It is thus an object of the present invention to provide a circuit breaker which interrupts, in a quick and reliable manner, an occurring high electrical current.
In accordance with the invention, this object is achieved by a circuit breaker having the features stated in claim 1.
Accordingly, in a first aspect the invention provides a circuit breaker comprising a current entry which conducts an electrical current via a wound coil conductor strip of a first coil to a first fixed contact, and comprising a contact rocker which can be moved between two switching positions and comprises mutually connected contact limbs which, in a first switching position of the contact rocker, electrically connect the first fixed contact with a second fixed contact which is connected via a wound coil conductor strip of a second coil to a current exit for dissipating an electrical current—flowing through the contact limbs of the contact rocker and the coil conductor strips of the coils—to a current exit of the circuit breaker, wherein a high electrical current, in particular a short-circuit current, which flows through the wound coil conductor strips of the coils and through the contact limbs of the contact rocker produces a magnetic field which immediately generates a switching force which moves the contact rocker at a high switching speed from the first switching position into a second switching position in which the two fixed contacts are electrically separated and the electrical current is interrupted.
The circuit breaker in accordance with the invention is self-triggering. The circuit breaker in accordance with the invention is particularly resistant to external influences. Furthermore, the circuit breaker in accordance with the invention has the advantage that it can be produced with relatively low outlay.
In one possible embodiment of the circuit breaker in accordance with the invention, the contact rocker is U-shaped and has contact limbs which are connected together via a connecting piece of the contact rocker.
In one possible embodiment of the circuit breaker in accordance with the invention, the wound coil conductor strips of the two coils each form an elongate winding cavity, in each of which a contact limb of the U-shaped contact rocker is arranged.
In a further possible embodiment of the circuit breaker in accordance with the invention, the first fixed contact is formed by an end, located in the winding cavity, of the wound coil strip of the first coil and the second fixed contact is formed by an end, located in the winding cavity, of the wound coil strip of the second coil.
In a further possible embodiment of the circuit breaker in accordance with the invention, the wound coil conductor strips of the coils are each wound 5 to 10 times around the winding cavity of the respective coil.
..........
● TASKS
1. What advantages of the invention does the circuit breaker passage name? List each one.
2. Quote the circuit breaker passage from "It is thus an" up to and including "high electrical current.".

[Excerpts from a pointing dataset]
..........
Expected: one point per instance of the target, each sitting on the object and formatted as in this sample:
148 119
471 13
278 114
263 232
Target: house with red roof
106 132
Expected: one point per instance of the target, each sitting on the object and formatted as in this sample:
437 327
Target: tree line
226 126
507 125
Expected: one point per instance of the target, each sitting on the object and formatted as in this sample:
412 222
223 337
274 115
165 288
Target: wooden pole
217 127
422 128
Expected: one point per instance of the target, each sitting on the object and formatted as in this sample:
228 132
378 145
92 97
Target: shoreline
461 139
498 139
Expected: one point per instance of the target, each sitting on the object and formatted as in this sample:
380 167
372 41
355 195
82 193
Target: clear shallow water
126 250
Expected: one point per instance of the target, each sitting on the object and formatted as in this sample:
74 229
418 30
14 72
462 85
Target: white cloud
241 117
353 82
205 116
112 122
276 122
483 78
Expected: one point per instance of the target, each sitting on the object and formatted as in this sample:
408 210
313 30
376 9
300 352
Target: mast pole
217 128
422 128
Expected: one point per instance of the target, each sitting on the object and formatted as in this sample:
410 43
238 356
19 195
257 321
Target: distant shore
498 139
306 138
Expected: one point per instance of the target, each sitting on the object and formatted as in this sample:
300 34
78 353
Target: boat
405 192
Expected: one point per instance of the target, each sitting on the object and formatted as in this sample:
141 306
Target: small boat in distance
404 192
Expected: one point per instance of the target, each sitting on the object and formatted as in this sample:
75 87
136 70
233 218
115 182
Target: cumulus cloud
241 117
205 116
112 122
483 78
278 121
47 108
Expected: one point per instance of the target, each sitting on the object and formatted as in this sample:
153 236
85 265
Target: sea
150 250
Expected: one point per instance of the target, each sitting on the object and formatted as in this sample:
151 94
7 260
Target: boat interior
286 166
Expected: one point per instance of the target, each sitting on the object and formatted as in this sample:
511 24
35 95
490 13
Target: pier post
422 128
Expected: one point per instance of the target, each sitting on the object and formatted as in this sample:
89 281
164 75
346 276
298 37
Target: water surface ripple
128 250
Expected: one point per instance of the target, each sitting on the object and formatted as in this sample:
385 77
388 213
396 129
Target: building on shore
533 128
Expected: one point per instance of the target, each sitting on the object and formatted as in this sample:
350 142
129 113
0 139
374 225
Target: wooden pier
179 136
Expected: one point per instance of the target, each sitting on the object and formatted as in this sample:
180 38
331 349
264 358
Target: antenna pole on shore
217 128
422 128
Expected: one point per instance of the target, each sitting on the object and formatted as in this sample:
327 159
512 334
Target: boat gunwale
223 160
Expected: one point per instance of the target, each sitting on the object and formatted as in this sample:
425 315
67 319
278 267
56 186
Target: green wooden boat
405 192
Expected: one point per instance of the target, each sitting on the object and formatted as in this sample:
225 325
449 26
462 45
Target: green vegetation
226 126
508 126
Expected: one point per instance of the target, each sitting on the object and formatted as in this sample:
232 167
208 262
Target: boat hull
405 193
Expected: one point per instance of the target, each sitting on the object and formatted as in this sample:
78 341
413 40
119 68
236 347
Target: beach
..........
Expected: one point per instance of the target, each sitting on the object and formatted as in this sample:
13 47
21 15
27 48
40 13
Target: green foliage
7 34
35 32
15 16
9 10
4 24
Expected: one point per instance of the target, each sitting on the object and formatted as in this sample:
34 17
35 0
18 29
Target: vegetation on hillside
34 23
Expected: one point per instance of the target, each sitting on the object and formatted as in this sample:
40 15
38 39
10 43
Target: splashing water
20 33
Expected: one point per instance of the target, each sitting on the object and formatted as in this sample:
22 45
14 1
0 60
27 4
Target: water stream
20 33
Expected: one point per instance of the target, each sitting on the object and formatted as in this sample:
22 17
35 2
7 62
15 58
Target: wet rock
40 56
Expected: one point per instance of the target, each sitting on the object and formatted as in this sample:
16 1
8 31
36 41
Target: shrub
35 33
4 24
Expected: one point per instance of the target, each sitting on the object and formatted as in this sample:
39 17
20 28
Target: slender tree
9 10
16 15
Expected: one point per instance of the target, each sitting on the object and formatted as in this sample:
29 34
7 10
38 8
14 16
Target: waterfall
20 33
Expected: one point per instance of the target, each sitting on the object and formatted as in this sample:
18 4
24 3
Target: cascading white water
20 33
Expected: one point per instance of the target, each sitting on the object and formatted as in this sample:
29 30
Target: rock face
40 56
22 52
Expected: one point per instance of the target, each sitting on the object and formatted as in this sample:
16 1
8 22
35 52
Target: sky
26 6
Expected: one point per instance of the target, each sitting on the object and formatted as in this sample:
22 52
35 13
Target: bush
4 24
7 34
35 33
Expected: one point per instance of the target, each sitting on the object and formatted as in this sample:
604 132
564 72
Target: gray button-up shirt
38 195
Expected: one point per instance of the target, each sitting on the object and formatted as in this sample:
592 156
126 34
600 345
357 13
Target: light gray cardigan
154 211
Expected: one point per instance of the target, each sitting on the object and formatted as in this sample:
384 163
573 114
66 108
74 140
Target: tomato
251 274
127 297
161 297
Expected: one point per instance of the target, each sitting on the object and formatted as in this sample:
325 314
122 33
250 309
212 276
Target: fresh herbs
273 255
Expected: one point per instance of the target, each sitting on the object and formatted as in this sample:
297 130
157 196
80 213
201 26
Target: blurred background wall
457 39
..........
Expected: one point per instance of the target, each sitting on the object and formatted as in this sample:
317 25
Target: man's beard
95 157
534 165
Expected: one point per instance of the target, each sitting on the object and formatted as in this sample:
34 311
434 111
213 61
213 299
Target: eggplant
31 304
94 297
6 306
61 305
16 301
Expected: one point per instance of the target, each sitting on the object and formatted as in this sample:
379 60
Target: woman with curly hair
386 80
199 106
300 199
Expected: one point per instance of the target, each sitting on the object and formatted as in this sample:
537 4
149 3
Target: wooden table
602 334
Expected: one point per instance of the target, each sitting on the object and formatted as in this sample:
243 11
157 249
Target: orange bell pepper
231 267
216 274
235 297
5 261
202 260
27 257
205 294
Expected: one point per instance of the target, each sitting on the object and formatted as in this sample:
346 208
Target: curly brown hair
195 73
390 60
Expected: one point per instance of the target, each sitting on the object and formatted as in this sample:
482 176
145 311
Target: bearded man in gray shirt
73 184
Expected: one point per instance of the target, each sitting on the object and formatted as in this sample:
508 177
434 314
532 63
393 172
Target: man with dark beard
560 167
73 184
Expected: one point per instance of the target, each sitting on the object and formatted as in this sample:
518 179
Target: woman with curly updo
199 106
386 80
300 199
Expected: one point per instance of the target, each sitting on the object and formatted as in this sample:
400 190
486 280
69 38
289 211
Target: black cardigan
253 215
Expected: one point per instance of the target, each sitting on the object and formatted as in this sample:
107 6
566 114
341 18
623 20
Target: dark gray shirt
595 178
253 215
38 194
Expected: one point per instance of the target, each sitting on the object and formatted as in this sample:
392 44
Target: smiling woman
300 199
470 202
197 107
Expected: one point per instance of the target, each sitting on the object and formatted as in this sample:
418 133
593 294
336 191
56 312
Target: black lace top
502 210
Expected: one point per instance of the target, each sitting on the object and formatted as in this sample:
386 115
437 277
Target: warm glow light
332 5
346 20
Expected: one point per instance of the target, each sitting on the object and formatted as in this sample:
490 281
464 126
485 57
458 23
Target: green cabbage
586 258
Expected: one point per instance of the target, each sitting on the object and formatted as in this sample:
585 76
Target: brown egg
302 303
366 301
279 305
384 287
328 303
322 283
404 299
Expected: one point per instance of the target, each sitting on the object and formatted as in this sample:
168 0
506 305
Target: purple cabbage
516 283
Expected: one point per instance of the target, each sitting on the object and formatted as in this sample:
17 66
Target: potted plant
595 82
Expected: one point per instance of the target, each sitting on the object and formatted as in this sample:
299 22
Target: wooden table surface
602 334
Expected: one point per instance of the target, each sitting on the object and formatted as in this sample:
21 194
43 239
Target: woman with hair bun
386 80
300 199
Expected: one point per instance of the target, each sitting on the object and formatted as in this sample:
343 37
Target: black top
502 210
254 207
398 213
..........
● SOLUTIONS TO THE PROBLEMS
1.
- It is self-triggering.
- It is particularly resistant to external influences.
- It can be produced with relatively low outlay.

2.
It is thus an object of the present invention to provide a circuit breaker which interrupts, in a quick and reliable manner, an occurring high electrical current.